▶ DIRECTIONS
Which lines in the items below contain the word "floor"? Copy each of them.

Object position labeling items:
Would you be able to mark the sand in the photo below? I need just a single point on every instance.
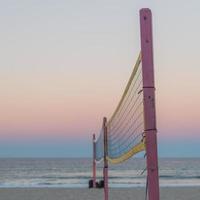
(191, 193)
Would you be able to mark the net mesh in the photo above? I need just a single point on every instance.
(126, 126)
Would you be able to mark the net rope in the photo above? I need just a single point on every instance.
(125, 128)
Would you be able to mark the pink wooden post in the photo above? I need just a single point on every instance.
(105, 169)
(94, 163)
(149, 103)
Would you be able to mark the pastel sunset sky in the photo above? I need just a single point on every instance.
(64, 66)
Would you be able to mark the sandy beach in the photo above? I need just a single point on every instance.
(192, 193)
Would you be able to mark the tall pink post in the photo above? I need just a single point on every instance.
(105, 169)
(94, 163)
(149, 103)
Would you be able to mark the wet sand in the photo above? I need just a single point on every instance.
(184, 193)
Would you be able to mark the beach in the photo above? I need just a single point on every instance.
(172, 193)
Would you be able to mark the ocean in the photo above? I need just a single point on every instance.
(75, 172)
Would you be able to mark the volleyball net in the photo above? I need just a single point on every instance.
(132, 127)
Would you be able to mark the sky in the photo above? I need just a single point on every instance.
(64, 66)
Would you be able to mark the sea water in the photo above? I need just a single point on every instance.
(75, 172)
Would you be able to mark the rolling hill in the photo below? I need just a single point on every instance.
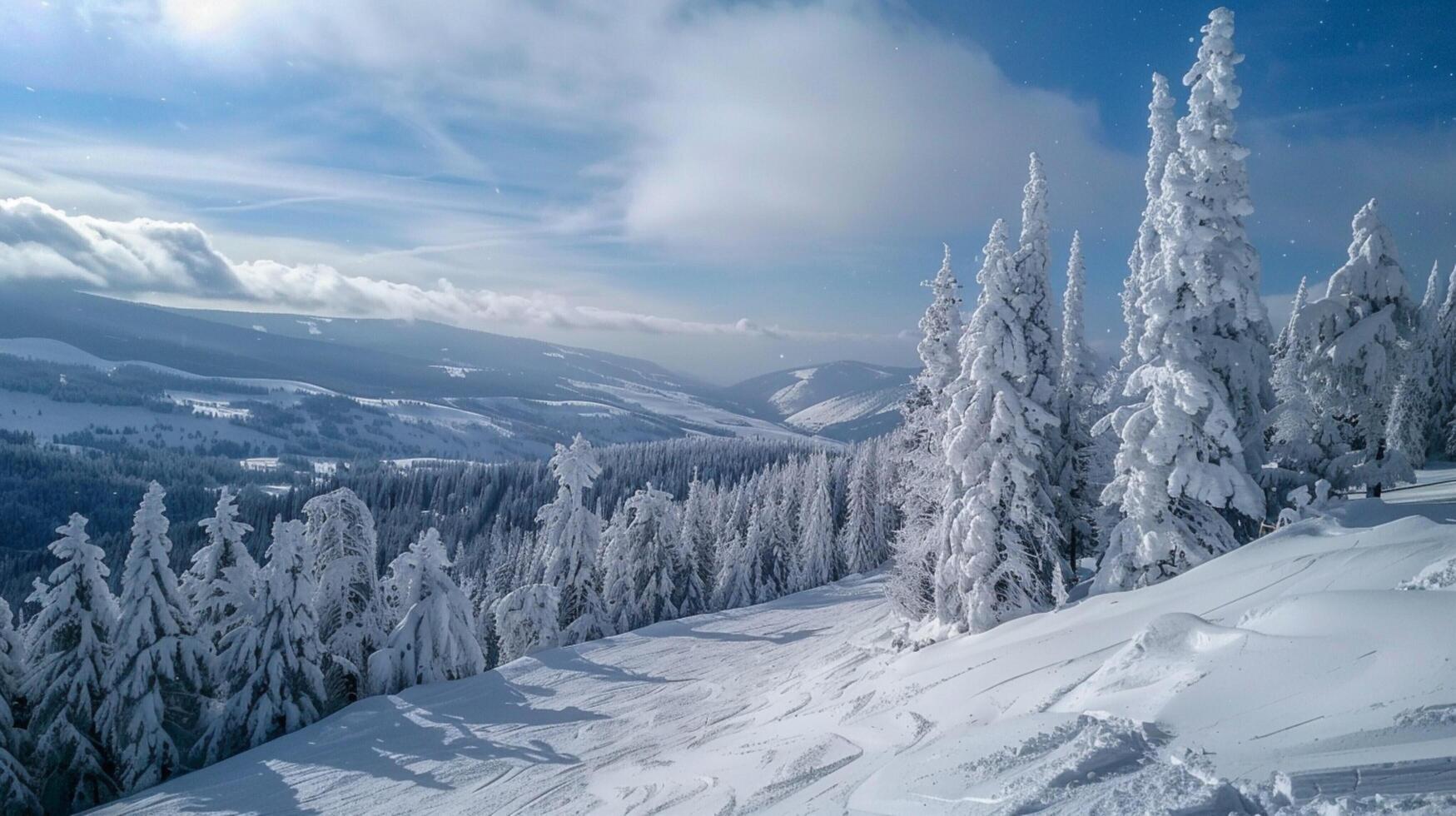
(845, 400)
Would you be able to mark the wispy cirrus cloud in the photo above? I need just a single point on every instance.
(146, 256)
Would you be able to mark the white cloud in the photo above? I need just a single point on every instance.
(762, 128)
(146, 256)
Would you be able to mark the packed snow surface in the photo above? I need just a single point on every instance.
(1294, 668)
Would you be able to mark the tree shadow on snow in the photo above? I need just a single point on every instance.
(683, 629)
(379, 739)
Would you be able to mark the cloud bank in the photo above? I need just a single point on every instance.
(149, 256)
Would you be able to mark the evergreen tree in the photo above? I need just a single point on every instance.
(695, 544)
(1164, 140)
(571, 535)
(159, 666)
(818, 555)
(69, 643)
(342, 542)
(778, 563)
(435, 639)
(999, 555)
(862, 545)
(1075, 392)
(17, 792)
(220, 582)
(1302, 436)
(1411, 427)
(737, 573)
(274, 660)
(526, 621)
(1031, 262)
(1444, 361)
(641, 561)
(1206, 219)
(1190, 449)
(919, 443)
(1357, 336)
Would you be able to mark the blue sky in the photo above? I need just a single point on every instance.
(721, 187)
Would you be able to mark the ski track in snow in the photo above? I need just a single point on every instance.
(1294, 664)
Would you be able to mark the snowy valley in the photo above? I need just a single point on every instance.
(278, 535)
(1300, 668)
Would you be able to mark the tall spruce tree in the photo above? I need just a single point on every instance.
(274, 660)
(344, 547)
(1359, 334)
(573, 534)
(219, 585)
(17, 790)
(999, 551)
(1184, 477)
(919, 445)
(862, 542)
(1413, 408)
(639, 561)
(1162, 127)
(435, 639)
(1076, 388)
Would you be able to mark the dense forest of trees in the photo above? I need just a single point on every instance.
(280, 608)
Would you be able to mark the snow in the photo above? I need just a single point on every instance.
(458, 372)
(1293, 660)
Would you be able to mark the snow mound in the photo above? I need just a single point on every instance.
(1290, 674)
(1171, 653)
(1098, 765)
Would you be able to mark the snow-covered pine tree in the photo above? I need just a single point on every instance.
(1444, 361)
(737, 573)
(922, 477)
(1076, 388)
(778, 553)
(17, 793)
(219, 585)
(641, 561)
(1181, 466)
(861, 542)
(818, 551)
(999, 548)
(159, 666)
(276, 659)
(1209, 235)
(1162, 127)
(1357, 332)
(1411, 427)
(526, 621)
(69, 644)
(1193, 445)
(435, 639)
(342, 544)
(1302, 435)
(695, 554)
(573, 534)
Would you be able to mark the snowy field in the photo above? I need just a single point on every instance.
(1292, 668)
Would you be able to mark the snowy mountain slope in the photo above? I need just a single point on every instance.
(843, 400)
(1292, 666)
(449, 392)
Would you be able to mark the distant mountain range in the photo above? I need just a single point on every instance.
(845, 400)
(450, 391)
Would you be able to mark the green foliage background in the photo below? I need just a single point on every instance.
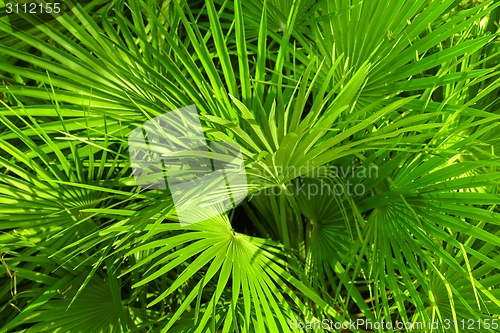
(409, 87)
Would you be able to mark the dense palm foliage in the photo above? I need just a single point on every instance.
(406, 90)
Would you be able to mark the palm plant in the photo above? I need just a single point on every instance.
(404, 90)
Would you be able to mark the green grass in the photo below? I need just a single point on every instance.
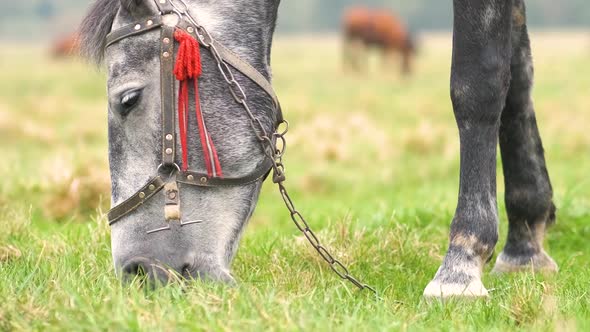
(372, 162)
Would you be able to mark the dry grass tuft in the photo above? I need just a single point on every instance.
(71, 189)
(332, 138)
(9, 253)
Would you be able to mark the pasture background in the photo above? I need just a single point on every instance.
(372, 161)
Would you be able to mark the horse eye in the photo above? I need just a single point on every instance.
(129, 100)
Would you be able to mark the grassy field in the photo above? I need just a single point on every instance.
(373, 162)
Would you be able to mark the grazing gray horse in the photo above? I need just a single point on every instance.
(491, 85)
(492, 76)
(217, 214)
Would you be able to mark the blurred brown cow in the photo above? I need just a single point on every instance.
(66, 47)
(377, 28)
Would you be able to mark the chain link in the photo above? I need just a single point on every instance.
(275, 153)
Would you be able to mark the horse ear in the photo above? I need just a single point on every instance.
(139, 8)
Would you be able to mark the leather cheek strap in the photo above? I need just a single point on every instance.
(131, 204)
(134, 29)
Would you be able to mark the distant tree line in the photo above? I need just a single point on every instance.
(324, 15)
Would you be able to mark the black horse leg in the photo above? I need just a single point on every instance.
(528, 189)
(479, 87)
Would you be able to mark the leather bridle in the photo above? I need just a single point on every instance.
(169, 182)
(169, 174)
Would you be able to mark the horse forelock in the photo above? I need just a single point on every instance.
(96, 26)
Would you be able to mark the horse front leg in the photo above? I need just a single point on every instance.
(479, 85)
(529, 194)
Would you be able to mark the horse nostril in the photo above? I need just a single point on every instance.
(140, 267)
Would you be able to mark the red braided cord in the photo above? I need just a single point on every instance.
(188, 67)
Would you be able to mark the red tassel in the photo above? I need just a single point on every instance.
(188, 67)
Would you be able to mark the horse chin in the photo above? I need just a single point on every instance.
(201, 246)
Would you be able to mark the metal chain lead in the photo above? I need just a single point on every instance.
(275, 153)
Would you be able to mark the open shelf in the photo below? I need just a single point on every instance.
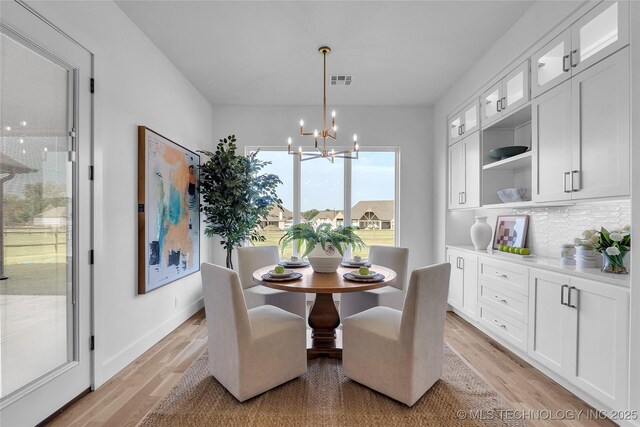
(515, 162)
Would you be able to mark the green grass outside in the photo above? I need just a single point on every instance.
(370, 237)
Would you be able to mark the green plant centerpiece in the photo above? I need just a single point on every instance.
(324, 245)
(235, 196)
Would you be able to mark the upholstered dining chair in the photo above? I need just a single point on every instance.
(250, 351)
(400, 353)
(250, 259)
(391, 257)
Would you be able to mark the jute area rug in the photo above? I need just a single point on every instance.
(325, 397)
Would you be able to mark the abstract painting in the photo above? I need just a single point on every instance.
(168, 211)
(511, 231)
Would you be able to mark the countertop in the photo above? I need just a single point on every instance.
(552, 264)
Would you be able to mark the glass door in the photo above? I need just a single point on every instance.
(599, 33)
(551, 65)
(45, 217)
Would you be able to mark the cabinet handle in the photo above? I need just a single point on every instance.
(574, 52)
(564, 182)
(572, 187)
(569, 299)
(502, 325)
(562, 294)
(500, 299)
(565, 68)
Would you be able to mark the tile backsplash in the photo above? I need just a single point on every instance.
(550, 227)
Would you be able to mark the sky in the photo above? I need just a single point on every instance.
(373, 178)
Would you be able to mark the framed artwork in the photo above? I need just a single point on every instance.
(168, 211)
(511, 230)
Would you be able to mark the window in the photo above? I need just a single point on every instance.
(323, 191)
(373, 191)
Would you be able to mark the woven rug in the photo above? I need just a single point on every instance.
(325, 397)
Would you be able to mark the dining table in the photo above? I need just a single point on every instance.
(325, 339)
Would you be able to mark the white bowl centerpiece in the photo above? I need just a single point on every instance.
(324, 245)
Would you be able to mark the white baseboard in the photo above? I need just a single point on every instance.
(118, 362)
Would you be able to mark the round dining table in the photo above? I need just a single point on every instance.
(325, 340)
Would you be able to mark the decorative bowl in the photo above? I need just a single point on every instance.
(502, 153)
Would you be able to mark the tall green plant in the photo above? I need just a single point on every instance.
(235, 196)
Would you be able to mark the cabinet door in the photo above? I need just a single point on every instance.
(471, 190)
(551, 142)
(455, 128)
(456, 281)
(456, 174)
(470, 286)
(490, 104)
(549, 320)
(470, 116)
(600, 339)
(601, 141)
(550, 66)
(516, 88)
(599, 33)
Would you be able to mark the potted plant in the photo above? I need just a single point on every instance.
(323, 245)
(235, 196)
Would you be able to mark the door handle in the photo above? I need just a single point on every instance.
(564, 182)
(562, 294)
(574, 52)
(502, 325)
(572, 187)
(569, 299)
(565, 68)
(500, 299)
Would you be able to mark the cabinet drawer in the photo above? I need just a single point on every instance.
(512, 275)
(504, 326)
(499, 297)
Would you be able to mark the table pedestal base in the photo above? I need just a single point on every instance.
(324, 319)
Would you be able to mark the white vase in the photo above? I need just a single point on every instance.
(481, 233)
(325, 261)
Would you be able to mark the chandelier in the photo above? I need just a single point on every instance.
(326, 133)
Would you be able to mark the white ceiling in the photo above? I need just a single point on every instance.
(265, 52)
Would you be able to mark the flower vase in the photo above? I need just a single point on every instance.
(614, 263)
(481, 233)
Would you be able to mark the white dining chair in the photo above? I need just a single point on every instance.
(392, 296)
(251, 258)
(400, 353)
(250, 351)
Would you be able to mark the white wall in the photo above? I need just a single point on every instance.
(135, 85)
(406, 127)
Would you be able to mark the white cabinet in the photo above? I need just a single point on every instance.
(579, 329)
(463, 285)
(464, 122)
(580, 127)
(464, 172)
(598, 34)
(506, 95)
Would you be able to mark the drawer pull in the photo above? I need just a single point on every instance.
(502, 325)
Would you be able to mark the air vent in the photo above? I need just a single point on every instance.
(341, 80)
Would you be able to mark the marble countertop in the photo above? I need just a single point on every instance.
(552, 264)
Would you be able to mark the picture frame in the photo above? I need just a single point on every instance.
(511, 230)
(168, 211)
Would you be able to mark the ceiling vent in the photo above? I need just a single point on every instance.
(341, 80)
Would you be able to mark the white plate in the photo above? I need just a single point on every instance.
(363, 276)
(286, 273)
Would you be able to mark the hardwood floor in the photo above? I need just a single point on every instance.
(125, 399)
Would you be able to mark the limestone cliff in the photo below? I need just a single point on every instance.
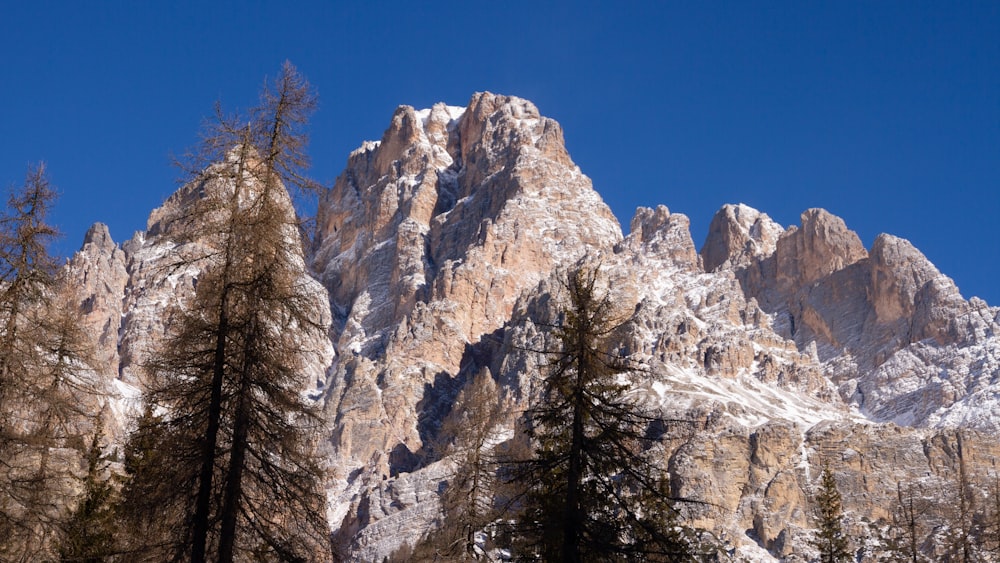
(438, 254)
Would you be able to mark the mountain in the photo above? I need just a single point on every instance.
(438, 254)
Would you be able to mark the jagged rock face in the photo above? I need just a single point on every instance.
(425, 242)
(892, 331)
(98, 272)
(441, 250)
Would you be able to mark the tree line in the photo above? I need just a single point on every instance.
(223, 462)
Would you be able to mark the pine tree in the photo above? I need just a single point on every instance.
(830, 539)
(592, 492)
(236, 432)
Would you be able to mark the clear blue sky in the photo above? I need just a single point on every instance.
(885, 113)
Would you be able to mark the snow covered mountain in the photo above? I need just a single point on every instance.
(438, 252)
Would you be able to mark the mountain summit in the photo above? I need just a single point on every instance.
(438, 254)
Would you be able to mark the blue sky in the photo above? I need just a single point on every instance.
(885, 113)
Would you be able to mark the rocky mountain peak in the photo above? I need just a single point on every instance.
(738, 234)
(439, 253)
(98, 235)
(821, 245)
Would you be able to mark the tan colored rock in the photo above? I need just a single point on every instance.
(820, 246)
(99, 275)
(737, 236)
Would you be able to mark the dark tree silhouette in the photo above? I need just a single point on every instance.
(593, 492)
(236, 431)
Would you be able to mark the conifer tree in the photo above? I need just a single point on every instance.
(47, 386)
(237, 433)
(467, 503)
(592, 492)
(89, 533)
(830, 539)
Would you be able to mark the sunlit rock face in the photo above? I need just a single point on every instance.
(440, 252)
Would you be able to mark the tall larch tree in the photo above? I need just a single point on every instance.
(48, 389)
(236, 429)
(592, 491)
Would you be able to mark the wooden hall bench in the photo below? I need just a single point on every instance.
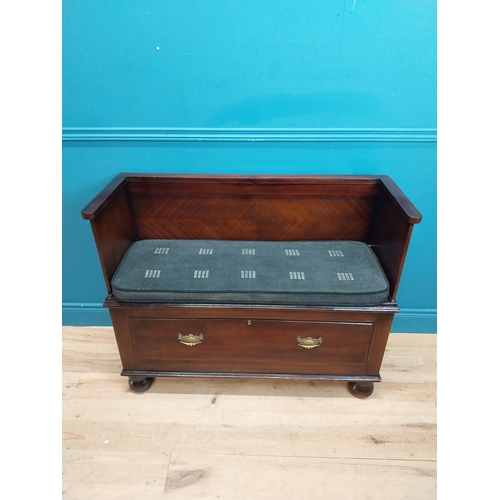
(252, 276)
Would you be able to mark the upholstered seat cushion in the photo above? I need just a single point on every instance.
(251, 272)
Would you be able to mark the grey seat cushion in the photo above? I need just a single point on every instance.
(251, 272)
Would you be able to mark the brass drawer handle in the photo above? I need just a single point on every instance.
(190, 339)
(309, 342)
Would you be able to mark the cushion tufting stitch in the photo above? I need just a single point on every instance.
(251, 272)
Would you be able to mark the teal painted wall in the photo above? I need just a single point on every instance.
(246, 87)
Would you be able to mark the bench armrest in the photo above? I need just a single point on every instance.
(104, 198)
(399, 199)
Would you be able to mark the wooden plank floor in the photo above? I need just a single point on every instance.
(246, 439)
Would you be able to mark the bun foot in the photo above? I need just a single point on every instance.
(360, 390)
(140, 384)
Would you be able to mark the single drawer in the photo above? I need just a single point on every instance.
(250, 346)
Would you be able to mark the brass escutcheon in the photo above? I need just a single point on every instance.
(190, 339)
(309, 342)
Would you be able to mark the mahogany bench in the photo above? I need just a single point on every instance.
(291, 277)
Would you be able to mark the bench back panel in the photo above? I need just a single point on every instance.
(245, 211)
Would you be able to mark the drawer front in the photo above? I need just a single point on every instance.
(250, 346)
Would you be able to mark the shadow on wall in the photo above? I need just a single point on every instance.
(326, 108)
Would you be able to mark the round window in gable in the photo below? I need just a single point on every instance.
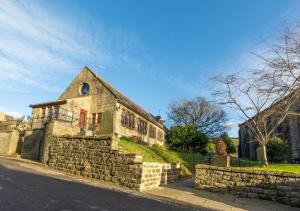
(85, 88)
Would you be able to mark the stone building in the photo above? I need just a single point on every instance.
(91, 106)
(289, 130)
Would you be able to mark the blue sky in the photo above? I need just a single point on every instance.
(153, 51)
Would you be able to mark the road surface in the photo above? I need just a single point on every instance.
(29, 187)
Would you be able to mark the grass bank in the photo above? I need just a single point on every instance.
(289, 168)
(157, 154)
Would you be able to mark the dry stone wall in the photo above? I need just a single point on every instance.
(281, 187)
(155, 174)
(94, 157)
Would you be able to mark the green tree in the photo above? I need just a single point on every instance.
(229, 143)
(186, 138)
(277, 149)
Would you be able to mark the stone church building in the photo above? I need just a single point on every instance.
(289, 130)
(91, 106)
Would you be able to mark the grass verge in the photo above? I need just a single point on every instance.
(158, 154)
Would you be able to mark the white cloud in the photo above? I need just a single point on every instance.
(35, 45)
(11, 113)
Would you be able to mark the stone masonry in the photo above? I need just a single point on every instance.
(281, 187)
(94, 157)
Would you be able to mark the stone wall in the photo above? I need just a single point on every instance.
(281, 187)
(9, 141)
(94, 157)
(155, 174)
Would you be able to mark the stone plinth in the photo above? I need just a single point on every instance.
(221, 161)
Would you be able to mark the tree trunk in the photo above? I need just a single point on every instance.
(264, 160)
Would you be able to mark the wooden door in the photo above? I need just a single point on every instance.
(82, 118)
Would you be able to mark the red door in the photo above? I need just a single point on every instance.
(82, 118)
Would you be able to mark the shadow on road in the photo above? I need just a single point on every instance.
(21, 189)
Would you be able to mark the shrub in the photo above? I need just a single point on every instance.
(229, 143)
(211, 147)
(277, 149)
(221, 147)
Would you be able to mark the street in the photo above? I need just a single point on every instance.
(25, 188)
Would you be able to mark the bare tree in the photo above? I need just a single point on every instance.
(198, 112)
(267, 95)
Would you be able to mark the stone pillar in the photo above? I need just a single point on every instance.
(45, 143)
(294, 141)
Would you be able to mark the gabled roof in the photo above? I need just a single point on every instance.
(125, 101)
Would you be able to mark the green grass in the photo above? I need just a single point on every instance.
(289, 168)
(235, 162)
(158, 154)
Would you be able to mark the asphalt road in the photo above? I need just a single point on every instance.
(24, 189)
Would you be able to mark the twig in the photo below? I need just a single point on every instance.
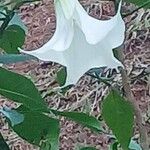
(131, 99)
(135, 10)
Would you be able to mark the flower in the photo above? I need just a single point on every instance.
(80, 41)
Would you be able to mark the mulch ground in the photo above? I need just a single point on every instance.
(87, 94)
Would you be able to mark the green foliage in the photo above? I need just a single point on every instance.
(140, 2)
(88, 148)
(16, 20)
(61, 76)
(82, 118)
(20, 89)
(12, 38)
(118, 114)
(38, 128)
(134, 145)
(12, 115)
(3, 144)
(14, 58)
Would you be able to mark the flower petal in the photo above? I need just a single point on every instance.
(95, 30)
(68, 7)
(82, 56)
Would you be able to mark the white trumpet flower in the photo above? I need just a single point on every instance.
(80, 41)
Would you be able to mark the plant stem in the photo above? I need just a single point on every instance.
(131, 99)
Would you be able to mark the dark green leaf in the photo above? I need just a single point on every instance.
(88, 148)
(37, 128)
(20, 89)
(12, 115)
(14, 58)
(61, 76)
(82, 118)
(12, 38)
(118, 114)
(3, 144)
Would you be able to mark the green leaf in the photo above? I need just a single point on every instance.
(114, 146)
(140, 2)
(12, 115)
(12, 38)
(118, 114)
(134, 145)
(3, 144)
(16, 20)
(14, 58)
(82, 118)
(20, 89)
(37, 128)
(61, 76)
(88, 148)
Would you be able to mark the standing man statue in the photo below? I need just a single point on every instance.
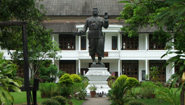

▶ SOLUTION
Would you be able to mark the hardwood floor in the photo above? I need just a single point on every instance.
Would you be able to mark the wooden plank floor in the photo above? I need just a single point on every instance.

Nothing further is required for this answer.